What you are asked to do → In the lines below, look for "wooden". Copy each line where it appears.

Supplied material →

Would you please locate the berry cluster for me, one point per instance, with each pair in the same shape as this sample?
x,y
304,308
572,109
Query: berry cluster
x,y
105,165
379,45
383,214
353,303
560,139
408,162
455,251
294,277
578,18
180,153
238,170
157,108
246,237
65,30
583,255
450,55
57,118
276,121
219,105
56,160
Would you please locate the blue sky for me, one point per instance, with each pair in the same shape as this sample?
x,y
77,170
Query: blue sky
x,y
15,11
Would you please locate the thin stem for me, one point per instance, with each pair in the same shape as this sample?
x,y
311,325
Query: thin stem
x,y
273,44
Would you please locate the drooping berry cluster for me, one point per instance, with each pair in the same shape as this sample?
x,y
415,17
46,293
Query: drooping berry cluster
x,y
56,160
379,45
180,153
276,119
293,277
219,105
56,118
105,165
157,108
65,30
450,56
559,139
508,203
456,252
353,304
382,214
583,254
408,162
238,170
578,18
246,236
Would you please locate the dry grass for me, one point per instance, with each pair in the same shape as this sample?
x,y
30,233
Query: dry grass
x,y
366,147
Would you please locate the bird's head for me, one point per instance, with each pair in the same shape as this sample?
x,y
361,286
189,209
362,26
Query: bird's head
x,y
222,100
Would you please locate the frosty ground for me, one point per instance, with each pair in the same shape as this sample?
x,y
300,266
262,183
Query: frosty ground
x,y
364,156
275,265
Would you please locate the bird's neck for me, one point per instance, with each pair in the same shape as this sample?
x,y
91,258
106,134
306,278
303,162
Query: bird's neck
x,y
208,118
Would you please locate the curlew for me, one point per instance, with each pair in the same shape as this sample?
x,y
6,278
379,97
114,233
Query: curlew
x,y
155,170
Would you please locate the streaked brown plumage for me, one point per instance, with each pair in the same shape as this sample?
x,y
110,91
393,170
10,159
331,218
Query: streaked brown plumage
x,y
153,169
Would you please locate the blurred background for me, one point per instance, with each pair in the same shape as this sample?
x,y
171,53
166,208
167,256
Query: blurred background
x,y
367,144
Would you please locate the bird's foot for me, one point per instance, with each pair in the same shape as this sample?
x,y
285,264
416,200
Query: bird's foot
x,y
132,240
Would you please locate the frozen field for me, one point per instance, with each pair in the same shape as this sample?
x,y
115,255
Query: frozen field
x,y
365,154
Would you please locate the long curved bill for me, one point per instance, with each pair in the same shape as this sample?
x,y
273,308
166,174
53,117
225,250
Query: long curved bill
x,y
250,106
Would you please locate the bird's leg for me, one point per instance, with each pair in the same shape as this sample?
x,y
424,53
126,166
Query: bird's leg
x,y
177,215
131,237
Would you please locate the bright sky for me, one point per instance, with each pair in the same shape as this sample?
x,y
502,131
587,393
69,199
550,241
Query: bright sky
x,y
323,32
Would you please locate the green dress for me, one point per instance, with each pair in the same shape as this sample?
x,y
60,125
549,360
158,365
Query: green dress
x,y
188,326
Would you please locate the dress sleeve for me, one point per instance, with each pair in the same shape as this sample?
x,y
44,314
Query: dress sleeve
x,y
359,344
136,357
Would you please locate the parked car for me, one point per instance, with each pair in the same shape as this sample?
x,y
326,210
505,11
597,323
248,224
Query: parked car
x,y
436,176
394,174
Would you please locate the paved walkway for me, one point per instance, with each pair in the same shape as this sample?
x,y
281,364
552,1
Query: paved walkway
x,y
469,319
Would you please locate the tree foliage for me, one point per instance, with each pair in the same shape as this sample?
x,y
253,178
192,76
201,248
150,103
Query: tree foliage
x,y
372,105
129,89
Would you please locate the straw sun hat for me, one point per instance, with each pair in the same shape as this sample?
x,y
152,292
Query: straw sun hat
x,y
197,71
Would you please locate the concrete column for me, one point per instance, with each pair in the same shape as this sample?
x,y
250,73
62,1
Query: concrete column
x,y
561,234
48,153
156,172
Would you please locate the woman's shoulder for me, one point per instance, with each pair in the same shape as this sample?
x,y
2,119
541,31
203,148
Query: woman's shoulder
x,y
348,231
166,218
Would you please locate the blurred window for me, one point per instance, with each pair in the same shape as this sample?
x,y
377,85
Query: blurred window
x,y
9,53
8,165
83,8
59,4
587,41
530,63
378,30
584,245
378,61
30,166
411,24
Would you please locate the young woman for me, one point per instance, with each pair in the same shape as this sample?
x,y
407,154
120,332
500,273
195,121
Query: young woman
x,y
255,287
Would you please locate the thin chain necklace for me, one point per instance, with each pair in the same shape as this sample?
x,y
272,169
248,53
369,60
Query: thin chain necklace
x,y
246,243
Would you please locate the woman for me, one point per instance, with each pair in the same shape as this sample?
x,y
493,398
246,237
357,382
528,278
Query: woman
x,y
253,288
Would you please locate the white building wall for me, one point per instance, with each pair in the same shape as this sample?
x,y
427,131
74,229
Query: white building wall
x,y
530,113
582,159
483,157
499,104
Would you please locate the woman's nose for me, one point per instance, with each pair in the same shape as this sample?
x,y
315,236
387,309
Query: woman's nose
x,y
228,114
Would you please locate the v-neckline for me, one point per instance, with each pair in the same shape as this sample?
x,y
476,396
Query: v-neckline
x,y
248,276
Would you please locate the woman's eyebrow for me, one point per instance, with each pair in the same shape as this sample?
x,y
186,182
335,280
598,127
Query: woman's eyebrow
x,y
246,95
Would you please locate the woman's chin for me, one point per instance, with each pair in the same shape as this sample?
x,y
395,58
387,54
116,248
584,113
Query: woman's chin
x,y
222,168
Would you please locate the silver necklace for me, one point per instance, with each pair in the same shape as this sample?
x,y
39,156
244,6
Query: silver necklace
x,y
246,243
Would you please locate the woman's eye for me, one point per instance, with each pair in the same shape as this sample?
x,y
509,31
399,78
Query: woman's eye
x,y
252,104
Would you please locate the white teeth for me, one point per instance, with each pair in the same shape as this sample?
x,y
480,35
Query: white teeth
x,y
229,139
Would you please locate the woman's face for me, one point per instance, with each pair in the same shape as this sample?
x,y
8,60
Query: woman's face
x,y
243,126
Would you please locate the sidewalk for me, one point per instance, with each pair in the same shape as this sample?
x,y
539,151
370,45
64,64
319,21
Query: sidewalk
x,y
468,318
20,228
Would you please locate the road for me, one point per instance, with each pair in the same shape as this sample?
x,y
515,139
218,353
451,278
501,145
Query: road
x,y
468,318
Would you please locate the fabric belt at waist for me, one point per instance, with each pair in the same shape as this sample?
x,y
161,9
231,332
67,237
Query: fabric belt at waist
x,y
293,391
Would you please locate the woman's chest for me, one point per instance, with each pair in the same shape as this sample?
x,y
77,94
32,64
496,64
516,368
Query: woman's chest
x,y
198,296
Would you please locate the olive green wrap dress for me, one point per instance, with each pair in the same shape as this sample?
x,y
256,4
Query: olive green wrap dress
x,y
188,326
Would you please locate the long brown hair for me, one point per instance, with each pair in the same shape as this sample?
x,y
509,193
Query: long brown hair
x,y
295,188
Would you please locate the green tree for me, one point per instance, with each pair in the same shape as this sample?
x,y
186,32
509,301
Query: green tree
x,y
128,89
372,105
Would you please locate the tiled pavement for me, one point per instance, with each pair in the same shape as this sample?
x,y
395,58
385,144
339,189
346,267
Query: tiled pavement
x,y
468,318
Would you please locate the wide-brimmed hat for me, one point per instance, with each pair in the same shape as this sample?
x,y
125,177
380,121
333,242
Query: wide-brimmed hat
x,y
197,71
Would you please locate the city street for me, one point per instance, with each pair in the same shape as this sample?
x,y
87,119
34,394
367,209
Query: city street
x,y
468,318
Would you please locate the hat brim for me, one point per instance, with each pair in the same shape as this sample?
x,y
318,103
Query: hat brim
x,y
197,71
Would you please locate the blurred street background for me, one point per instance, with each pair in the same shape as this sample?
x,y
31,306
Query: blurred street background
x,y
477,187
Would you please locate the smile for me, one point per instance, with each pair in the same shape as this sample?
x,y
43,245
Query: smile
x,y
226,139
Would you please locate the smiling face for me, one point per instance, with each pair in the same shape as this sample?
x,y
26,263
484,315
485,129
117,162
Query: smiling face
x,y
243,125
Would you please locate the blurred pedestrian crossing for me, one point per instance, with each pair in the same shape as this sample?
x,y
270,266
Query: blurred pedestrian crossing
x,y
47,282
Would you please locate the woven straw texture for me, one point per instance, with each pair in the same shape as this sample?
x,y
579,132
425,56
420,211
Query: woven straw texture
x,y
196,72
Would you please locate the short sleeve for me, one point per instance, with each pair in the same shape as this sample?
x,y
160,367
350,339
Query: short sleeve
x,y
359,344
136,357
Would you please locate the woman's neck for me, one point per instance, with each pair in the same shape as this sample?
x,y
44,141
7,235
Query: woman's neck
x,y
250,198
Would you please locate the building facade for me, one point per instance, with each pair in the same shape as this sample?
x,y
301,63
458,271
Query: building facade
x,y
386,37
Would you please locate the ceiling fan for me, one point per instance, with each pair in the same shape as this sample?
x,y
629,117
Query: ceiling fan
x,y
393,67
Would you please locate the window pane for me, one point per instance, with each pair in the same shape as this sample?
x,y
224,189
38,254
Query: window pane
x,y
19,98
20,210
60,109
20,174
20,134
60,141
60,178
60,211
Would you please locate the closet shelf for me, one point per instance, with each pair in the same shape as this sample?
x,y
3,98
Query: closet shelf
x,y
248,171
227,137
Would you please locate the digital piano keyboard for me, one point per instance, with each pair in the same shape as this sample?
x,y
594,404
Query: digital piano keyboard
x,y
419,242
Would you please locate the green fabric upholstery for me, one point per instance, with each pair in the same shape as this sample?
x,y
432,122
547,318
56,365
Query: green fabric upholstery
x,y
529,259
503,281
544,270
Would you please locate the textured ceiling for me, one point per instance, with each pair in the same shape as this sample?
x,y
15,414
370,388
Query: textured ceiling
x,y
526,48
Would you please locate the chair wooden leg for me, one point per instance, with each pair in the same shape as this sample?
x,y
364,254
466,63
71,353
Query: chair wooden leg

Exercise result →
Would you please locate the chair wooden leg for me, one point per instance, with each pair in the same shape as this sample?
Query: chair wooden leg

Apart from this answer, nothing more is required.